• What is expected:
Scale the rows that begin at the line containing "Sample: x=143, y=67." and stop after the line containing "x=240, y=220", both ends included, rewriting every line and leaving the requests and their sample coordinates unchanged. Multiply each answer coordinate by 0.7 and round to a whole number, with halves rounded up.

• Provided records:

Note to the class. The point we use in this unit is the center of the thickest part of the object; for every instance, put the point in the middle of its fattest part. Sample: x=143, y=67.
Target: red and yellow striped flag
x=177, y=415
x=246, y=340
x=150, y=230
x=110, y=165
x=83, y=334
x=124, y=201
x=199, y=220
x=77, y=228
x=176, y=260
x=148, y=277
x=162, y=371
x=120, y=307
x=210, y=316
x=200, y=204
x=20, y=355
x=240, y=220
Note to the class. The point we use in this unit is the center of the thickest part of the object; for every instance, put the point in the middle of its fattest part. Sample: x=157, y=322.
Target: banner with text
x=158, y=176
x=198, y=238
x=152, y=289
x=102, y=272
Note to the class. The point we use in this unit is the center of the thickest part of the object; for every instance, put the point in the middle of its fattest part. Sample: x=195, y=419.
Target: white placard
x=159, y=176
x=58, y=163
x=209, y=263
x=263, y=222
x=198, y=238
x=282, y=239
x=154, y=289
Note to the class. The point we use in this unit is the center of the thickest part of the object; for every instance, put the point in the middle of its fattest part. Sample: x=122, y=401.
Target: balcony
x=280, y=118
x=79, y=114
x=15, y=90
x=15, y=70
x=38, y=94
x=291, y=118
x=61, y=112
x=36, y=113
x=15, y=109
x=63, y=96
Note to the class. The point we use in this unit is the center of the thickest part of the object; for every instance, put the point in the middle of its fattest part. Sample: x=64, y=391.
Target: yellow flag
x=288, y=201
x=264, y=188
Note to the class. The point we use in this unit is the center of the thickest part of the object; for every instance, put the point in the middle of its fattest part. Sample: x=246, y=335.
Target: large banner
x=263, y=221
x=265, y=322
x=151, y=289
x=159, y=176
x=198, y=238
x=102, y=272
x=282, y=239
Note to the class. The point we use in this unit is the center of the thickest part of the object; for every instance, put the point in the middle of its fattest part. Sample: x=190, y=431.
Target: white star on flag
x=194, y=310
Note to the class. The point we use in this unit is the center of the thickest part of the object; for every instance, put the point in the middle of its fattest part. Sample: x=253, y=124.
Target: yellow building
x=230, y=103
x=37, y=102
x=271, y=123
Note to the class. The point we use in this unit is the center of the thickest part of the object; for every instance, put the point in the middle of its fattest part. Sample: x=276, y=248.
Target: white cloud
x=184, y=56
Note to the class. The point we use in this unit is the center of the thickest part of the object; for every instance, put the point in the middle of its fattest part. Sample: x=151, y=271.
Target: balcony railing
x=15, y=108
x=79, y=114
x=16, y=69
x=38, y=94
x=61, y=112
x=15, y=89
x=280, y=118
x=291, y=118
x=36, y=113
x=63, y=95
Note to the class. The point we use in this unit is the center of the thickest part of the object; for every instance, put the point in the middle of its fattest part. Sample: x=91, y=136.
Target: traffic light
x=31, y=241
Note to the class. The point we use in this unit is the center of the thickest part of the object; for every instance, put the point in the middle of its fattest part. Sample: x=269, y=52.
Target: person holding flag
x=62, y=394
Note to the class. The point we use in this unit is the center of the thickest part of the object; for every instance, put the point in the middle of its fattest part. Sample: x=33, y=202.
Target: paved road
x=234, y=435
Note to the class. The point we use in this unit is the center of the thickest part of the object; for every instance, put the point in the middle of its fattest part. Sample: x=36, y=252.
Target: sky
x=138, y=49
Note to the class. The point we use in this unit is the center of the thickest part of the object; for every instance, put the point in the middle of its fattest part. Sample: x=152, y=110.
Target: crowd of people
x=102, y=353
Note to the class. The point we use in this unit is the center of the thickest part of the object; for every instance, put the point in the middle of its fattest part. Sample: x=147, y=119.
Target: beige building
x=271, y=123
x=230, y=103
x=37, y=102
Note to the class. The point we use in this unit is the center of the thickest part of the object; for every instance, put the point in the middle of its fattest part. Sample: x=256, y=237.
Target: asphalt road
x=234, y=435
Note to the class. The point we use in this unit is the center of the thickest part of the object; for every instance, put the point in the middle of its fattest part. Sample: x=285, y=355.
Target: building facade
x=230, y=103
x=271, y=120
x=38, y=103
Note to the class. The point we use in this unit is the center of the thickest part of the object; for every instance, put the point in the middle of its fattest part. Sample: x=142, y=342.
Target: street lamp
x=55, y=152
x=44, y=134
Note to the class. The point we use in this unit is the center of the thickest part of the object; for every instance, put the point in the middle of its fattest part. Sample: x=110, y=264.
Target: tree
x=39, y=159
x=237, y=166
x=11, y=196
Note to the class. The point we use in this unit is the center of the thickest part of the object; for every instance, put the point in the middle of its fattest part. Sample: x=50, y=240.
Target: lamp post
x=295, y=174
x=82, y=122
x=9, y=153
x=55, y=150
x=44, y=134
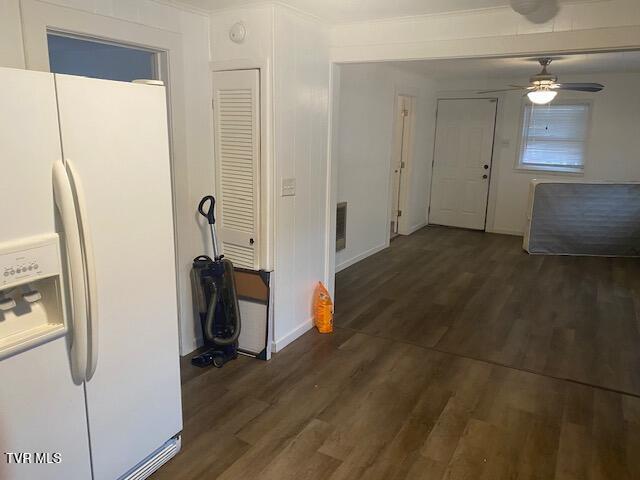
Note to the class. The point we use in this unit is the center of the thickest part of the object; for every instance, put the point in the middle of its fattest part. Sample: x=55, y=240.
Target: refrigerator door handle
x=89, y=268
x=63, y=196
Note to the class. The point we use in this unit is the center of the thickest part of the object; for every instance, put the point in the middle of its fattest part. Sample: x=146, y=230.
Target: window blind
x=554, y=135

* * *

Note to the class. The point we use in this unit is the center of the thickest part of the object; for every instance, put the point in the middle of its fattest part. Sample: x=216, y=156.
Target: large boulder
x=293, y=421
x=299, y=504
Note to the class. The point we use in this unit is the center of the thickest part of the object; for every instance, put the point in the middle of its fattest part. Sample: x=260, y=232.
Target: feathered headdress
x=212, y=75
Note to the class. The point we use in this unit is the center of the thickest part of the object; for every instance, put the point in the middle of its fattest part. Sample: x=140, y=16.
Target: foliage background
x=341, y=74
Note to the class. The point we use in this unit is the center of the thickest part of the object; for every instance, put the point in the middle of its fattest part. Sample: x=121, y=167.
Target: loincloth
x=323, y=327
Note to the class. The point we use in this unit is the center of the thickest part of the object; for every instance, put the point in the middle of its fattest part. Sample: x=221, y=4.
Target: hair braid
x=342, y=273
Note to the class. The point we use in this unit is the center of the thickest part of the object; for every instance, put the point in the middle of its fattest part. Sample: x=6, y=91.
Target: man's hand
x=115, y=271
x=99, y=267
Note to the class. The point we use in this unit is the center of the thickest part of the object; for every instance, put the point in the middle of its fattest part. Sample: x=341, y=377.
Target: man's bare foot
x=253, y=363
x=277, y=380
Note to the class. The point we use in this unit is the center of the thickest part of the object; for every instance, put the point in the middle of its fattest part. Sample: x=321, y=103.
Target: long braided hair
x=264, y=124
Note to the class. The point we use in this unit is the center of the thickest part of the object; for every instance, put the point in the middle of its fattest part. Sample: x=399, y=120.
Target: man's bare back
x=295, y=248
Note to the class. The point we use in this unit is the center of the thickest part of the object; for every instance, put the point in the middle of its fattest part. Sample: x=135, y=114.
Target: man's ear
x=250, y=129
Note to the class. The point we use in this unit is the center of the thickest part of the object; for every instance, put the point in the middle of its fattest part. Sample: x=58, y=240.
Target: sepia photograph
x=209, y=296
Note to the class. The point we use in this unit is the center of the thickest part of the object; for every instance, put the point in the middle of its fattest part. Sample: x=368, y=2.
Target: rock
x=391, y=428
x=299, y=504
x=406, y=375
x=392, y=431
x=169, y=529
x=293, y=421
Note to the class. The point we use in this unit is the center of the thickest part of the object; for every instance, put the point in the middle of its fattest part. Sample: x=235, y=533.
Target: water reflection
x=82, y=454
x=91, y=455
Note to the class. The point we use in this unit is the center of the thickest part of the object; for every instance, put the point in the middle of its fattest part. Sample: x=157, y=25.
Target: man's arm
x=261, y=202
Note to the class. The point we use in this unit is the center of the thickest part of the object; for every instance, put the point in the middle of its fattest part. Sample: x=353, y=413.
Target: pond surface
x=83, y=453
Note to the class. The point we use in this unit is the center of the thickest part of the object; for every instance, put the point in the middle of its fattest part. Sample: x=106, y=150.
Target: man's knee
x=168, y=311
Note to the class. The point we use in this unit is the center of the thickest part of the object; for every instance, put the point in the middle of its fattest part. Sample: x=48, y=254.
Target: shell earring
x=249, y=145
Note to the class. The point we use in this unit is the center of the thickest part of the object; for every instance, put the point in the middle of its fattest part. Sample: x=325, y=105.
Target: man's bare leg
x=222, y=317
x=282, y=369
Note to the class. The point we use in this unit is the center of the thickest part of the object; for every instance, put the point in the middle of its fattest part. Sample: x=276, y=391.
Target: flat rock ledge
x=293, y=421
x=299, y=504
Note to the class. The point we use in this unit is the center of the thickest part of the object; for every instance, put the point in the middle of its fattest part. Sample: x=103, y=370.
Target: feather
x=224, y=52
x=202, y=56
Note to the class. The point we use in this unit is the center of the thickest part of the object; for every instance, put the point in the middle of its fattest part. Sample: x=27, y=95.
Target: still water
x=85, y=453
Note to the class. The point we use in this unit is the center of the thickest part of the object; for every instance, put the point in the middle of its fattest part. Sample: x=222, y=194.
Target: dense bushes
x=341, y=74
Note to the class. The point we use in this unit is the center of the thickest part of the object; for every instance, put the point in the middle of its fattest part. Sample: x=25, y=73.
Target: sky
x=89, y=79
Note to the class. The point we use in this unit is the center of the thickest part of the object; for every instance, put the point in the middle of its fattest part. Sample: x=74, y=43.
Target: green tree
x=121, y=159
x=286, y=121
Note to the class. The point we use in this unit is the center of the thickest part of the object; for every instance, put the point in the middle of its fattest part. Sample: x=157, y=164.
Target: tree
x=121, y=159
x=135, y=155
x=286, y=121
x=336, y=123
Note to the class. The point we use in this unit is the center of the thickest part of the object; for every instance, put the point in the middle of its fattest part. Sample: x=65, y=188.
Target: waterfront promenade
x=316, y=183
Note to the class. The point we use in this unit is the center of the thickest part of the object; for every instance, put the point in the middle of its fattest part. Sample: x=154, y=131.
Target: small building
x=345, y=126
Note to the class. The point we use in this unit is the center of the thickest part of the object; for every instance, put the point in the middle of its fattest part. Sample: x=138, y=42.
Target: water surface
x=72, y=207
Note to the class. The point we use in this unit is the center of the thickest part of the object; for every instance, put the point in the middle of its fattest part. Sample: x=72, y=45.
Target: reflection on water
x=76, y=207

* * *

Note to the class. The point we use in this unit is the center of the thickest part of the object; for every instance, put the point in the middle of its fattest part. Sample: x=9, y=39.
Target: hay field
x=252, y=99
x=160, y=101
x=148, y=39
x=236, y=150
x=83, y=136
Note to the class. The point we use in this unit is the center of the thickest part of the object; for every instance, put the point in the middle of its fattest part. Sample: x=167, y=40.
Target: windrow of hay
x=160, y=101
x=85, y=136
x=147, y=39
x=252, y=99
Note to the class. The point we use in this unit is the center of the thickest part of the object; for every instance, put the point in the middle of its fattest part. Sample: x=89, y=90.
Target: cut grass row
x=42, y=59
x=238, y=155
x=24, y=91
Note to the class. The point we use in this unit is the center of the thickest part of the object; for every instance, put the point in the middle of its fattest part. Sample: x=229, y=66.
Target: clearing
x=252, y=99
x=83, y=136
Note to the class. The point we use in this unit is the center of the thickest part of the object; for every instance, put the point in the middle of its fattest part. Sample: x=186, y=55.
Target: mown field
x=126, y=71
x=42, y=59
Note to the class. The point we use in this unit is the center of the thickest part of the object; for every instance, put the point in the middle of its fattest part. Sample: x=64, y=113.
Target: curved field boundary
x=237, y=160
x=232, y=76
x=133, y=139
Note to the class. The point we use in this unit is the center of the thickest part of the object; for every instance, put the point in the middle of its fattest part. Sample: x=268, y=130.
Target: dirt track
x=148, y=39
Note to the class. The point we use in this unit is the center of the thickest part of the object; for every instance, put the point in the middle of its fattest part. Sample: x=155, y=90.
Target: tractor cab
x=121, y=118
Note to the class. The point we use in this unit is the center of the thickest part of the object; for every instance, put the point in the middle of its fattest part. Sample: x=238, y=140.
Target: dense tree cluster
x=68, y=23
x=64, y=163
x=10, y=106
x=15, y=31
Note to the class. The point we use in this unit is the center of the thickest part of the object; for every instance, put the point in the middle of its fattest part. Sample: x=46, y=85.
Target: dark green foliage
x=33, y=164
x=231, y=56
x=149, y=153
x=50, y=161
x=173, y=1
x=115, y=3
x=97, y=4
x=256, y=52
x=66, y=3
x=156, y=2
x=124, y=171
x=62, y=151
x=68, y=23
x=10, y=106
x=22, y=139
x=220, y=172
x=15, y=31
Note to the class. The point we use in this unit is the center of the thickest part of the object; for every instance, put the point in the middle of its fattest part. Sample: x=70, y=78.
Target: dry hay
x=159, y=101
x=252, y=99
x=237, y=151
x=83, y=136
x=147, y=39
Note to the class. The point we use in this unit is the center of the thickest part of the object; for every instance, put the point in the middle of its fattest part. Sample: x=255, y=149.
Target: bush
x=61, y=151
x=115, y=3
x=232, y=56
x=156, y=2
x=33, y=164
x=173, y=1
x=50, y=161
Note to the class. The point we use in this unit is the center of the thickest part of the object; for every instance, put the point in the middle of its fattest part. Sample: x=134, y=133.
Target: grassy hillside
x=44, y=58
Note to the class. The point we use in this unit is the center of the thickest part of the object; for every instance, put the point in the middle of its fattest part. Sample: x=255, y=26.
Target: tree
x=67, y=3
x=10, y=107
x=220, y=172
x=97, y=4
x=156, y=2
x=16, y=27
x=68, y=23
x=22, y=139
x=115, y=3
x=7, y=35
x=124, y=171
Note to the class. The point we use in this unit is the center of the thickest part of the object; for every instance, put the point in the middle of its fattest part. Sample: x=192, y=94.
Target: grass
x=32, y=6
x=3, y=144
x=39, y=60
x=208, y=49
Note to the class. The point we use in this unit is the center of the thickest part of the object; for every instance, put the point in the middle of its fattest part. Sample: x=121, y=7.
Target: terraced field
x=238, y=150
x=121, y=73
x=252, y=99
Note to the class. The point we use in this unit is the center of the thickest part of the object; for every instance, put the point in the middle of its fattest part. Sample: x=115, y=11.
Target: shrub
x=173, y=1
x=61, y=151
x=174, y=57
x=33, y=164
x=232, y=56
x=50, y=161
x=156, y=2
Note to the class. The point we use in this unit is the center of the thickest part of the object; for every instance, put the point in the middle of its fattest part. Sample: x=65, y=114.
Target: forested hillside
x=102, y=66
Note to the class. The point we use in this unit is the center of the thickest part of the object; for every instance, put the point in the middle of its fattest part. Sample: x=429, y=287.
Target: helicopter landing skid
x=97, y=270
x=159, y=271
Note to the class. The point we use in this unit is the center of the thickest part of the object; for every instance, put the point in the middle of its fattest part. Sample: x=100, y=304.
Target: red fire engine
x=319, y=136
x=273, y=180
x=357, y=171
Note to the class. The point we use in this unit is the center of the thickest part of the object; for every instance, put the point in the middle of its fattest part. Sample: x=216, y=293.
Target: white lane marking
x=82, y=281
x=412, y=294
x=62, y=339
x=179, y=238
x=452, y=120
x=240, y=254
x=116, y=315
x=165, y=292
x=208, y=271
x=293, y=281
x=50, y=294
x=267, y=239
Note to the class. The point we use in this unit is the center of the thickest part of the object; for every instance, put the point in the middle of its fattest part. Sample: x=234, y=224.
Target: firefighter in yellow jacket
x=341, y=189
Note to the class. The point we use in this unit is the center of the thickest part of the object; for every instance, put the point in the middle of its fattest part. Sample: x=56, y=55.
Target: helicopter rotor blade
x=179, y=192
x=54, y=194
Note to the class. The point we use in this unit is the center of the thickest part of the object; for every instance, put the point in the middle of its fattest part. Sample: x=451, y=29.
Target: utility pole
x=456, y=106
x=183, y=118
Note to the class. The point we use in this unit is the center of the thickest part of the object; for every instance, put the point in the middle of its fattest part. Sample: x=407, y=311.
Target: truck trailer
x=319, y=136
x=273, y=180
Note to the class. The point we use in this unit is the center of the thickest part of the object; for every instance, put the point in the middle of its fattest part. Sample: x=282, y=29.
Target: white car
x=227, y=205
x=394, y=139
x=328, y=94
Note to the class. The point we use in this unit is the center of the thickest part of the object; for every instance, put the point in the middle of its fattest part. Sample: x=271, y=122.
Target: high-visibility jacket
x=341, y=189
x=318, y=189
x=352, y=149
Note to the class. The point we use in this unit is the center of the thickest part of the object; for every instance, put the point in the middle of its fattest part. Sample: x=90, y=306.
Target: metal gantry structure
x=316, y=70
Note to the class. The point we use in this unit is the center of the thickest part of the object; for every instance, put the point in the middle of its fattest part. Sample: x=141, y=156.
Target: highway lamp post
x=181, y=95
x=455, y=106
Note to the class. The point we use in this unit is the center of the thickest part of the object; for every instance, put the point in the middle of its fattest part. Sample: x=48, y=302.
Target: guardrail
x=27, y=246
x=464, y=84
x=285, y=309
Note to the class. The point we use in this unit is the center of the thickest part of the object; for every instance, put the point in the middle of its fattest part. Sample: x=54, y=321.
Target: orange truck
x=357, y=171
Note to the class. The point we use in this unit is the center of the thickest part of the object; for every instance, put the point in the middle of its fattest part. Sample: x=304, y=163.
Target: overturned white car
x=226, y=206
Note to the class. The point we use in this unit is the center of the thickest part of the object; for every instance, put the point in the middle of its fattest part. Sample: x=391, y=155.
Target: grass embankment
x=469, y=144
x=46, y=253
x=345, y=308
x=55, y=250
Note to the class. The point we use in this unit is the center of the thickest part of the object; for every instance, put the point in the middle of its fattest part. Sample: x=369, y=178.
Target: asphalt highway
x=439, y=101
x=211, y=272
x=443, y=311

• Solution for this problem:
Note to the class. The point we use in this unit is the center of the thickest part of the object; for every instance, put the point in the middle of its fattest part. Sample: x=143, y=67.
Target: red and yellow striped flag
x=124, y=291
x=172, y=238
x=105, y=161
x=77, y=116
x=58, y=234
x=87, y=141
x=139, y=154
x=54, y=160
x=123, y=182
x=104, y=194
x=113, y=260
x=84, y=215
x=147, y=221
x=140, y=143
x=14, y=249
x=168, y=154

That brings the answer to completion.